* **Goal A**
In the report on the presidential election tribunal rulings, which justice delivered the ruling on Atiku's petition?
* **Goal B**
Write a continuation of the report on the presidential election tribunal rulings, picking up right after its final sentence.

* **Passage provided**
◇ ◇ ◇

The tribunal held that Section 269(1&2), provides that such documents must be given under the hand Police official and must be accompanied by a certificate showing that the police officer has powers to sign such documents.

Also, the tribunal pointed out that even if Tinubu were convicted for the alleged offence, for him to be disqualified from the 2023 election, the purported conviction must take place within 10 years of the election.

Recall that the forfeiture order was made nearly three decades ago.

The petitioners had during the hearing claimed Tinubu was made to forfeit the sum of $460,000 to the US over alleged complicity in drug-related offences in the early 90s.

This is amongst grounds upon which Obi and LP are seeking the nullification of Tinubu’s emergence as president is that by a forfeiture order against Tinubu by a United States District Court, Tinubu ought not to be on the ballot.

Meanwhile, the tribunal has also dismissed a claim by Obi and LP that the election that produced Tinubu did not comply with the Electoral Act, 2022 because the results of the election were not transmitted in real-time to the INEC’s Results Viewing (IReV) portals.

According to the judgement, there was nowhere in the Electoral Act that said the election must be electronically transmitted for collation.

While pointing out that Section 14&18 of the Electoral Act provides for the use of the Bi-modal Verification Accreditation System (BVAS) for the accreditation of voters, Justice Tsammani emphasised that the “IReV is not a collation system.”

PEPC affirms President Bola Tinubu ‘s election

*Atiku’s case

Just as in the case of Obi, the PEPC in its judgement, dismissed the petition of PDP’s Atiku.

The court said several facts fundamentally required to support the petition were not provided by Atiku.

Delivering the ruling in the petition, Justice Moses Ugoh held that several parts of the petition have no legs upon which they could stand and survive and, hence, are not competent.

The tribunal that the wrongful mode adopted by the PDP’s presidential candidate in the construction of the petition made several paragraphs of the petition liable for striking out for want of merit.

The tribunal rejected and discountenanced several exhibits the former Vice President tendered before the tribunal to argue his case of election fraud, irregularities in the score announced, and malpractices in the election process.

Among others, the tribunal held that Atiku failed and neglected to name places where ballot boxes were snatched, the ways and manners in which the Bimodal Voters Accreditation System (BVAS) machine was manipulated, and names of polling booths where the alleged malpractices took place.

The tribunal held that Atiku, who claimed to have scored the higher number of lawful votes against his major competitors, Tinubu and Obi, failed to state in clear terms, the total lawful votes he claimed to have scored.

The court held that Atiku made horrendous allegations against Kogi State Governor, Yahaya Bello, and Chairman of Olamaboro Local Government Area of the state, Friday Adejoh, but did not join them as respondents in the petition.

The tribunal held that failure to join the governor, who was accused of electoral fraud, was fatal to the petition because the governor was denied the opportunity to defend himself as required by law.

The tribunal dismissed the allegations of overvoting all over Nigeria by the petitioner, adding that such pleadings run afoul of the law because the specific places where the alleged overvoting took place were not mentioned.

Atiku’s petition was also faulted on the ground that it introduced several facts and allegations in unlawful ways that caught the respondents unaware, adding that the tactic employed was unfair and made him clever by half.

The tribunal amongst others listed offending new facts said to have been wrongfully introduced by Atiku where the allegations of a criminal conviction, certificate forgery, and dual citizenship of Guinea he made against Tinubu were said to be outside the mode of filing a petition.

◇ ◇ ◇

* **Records shown**
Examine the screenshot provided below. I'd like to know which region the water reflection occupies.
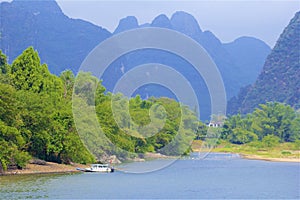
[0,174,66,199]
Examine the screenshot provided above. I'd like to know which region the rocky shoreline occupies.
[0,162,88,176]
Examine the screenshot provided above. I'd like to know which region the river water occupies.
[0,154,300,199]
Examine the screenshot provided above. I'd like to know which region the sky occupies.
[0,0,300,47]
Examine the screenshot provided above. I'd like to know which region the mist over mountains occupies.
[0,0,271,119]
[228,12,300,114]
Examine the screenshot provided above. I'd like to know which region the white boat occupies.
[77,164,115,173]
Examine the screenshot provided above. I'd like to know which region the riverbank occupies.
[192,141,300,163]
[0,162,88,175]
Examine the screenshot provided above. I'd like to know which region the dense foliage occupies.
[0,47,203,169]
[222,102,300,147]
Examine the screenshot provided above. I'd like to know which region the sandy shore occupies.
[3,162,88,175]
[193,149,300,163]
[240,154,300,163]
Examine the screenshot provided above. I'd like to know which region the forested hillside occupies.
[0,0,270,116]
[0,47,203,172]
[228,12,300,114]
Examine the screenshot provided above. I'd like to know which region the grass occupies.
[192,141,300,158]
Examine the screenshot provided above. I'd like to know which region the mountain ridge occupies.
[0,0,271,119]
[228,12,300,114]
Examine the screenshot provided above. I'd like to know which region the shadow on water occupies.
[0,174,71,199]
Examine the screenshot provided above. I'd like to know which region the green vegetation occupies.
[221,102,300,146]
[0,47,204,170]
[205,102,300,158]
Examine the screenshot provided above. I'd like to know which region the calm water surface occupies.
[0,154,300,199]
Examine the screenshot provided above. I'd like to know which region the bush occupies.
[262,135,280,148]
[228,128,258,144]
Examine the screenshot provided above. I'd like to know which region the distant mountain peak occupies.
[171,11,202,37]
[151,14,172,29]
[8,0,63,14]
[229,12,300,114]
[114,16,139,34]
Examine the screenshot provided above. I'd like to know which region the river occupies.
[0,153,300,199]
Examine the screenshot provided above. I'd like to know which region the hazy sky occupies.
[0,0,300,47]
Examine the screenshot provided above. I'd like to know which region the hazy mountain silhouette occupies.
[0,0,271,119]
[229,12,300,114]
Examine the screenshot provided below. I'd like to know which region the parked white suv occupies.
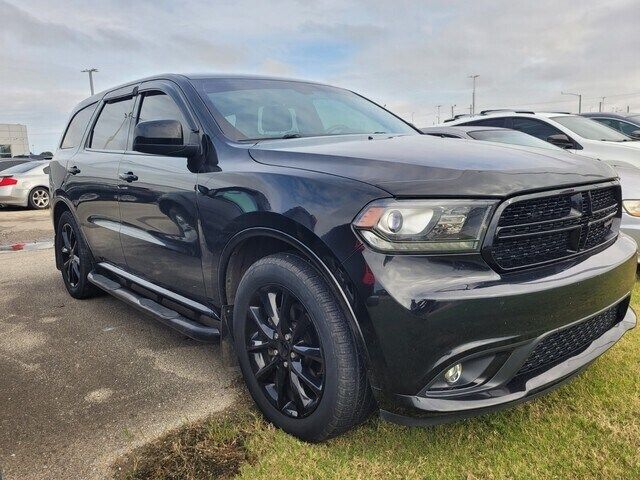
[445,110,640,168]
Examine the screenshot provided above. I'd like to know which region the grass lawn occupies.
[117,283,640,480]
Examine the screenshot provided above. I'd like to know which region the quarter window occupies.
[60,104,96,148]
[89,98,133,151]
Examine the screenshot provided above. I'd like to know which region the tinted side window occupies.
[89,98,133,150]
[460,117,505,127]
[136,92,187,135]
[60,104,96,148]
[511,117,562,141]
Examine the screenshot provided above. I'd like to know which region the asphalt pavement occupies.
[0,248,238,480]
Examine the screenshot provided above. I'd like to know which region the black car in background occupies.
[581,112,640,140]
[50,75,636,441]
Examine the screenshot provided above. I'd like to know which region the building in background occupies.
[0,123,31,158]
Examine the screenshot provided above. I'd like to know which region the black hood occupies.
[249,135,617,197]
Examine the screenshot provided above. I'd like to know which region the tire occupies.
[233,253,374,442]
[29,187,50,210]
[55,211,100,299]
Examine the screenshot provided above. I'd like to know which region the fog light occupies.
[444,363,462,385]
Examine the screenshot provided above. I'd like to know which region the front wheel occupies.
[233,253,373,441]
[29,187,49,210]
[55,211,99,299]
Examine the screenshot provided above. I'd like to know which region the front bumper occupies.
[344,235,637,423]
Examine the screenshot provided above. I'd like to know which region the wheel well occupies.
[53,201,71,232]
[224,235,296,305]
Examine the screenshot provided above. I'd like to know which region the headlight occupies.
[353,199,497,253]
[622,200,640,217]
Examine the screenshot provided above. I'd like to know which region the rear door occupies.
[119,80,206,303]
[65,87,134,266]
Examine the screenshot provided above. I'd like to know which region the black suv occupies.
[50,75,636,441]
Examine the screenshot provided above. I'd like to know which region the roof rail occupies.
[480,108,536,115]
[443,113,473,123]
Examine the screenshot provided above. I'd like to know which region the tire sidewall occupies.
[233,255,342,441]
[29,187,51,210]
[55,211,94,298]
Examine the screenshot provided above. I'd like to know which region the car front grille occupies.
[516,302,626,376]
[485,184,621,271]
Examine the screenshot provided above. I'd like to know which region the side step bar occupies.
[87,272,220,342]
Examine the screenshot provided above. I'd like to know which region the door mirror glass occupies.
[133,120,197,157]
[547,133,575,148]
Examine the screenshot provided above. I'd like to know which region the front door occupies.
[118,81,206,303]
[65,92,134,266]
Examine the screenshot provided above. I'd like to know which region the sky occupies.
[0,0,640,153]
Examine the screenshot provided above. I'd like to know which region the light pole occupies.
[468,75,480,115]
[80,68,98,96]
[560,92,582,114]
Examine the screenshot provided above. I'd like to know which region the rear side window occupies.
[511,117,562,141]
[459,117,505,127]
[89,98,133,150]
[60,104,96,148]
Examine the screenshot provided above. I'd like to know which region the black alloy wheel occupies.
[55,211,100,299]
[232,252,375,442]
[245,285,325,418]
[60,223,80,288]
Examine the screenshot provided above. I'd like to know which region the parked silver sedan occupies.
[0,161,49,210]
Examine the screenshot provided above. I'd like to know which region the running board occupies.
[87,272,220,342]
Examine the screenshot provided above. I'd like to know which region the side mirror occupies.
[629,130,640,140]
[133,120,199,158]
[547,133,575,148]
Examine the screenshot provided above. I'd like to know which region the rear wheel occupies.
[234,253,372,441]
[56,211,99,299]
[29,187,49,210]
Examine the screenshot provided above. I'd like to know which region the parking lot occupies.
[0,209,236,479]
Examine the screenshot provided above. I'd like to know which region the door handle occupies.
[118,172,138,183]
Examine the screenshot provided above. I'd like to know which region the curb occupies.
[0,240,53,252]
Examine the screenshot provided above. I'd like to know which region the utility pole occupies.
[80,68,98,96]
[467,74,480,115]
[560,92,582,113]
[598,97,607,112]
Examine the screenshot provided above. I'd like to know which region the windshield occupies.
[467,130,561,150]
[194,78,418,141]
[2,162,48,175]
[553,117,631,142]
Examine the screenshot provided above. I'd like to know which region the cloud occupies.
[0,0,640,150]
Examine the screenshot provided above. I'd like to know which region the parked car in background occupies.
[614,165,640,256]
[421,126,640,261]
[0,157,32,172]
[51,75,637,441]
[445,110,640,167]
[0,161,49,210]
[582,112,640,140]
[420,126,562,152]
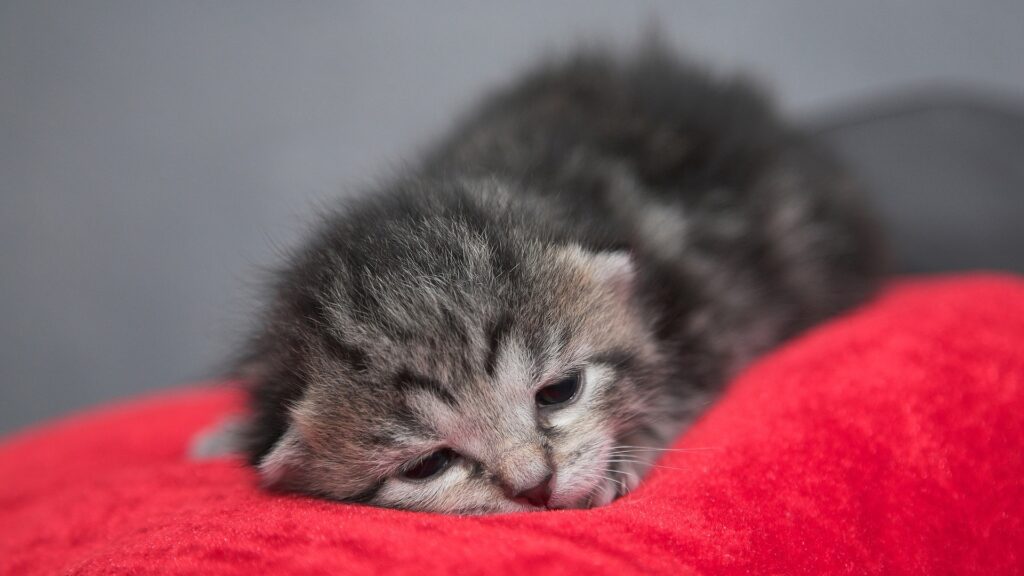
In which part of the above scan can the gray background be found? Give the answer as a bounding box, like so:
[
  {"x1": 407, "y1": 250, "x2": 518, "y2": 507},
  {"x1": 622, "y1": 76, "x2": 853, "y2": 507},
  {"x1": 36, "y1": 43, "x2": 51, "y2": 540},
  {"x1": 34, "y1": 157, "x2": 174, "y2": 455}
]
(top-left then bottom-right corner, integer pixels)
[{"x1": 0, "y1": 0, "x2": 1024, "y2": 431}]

◇ ◇ ◇

* **Written reply A**
Justice Moses Ugoh

* **Written reply B**
Justice Stephen Jonah Adah, who read another ruling on objections against the petition expunged several documents tendered by Atiku because the exhibits were made during the pendency of the petition.

Also, the evidence of several key witnesses of Atiku were expunged from the Court record having been made in manners not known to law.

*Tribunal strikes out APM’s petition against Tinubu

Earlier, the PEPT dismissed the petition filed by the Allied People’s Movement (APM) against the election of President Tinubu.

The petition was struck out in a preliminary objection ruling filed by the Independent National Electoral Commission (INEC), the All Progressives Congress (APC), Tinubu, Shettima, and Kabiru Masari, who were 1st to 5th respondents respectively.

The five-member panel agreed with the respondents that the petition was incompetent, lacking in merit, and an abuse of court processes because the case was a pre-election matter.

“The petitioner failed to prove that Tinubu was not qualified to contest the February 25 presidential election on the grounds of double nomination,” the court held.

The tribunal stated that the case of the petitioner having been a pre-election matter ought to be filed at the Federal High Court, not before the tribunal.

It added that even if the tribunal had powers to hear the case, it has already become statute-barred, having not been filed within 14 days as prescribed by law.

According to the tribunal, its findings showed that the case of the APM was premised on the alleged unlawful nomination and sponsorship of the vice president, Kashim Shettima, which ought to be a pre-election matter.

Justice Haruna Tsammani, who read the ruling observed that the issue of qualification and disqualification of a candidate is a constitutional matter, adding that the issue of nomination does not flow from the grounds of disqualification as provided in the Constitution.

In further holding that the suit was incompetent, the tribunal agreed with the respondents that the petitioner lacked the necessary locus standi to file the case in the first place since it did not participate in the primary election of the APC.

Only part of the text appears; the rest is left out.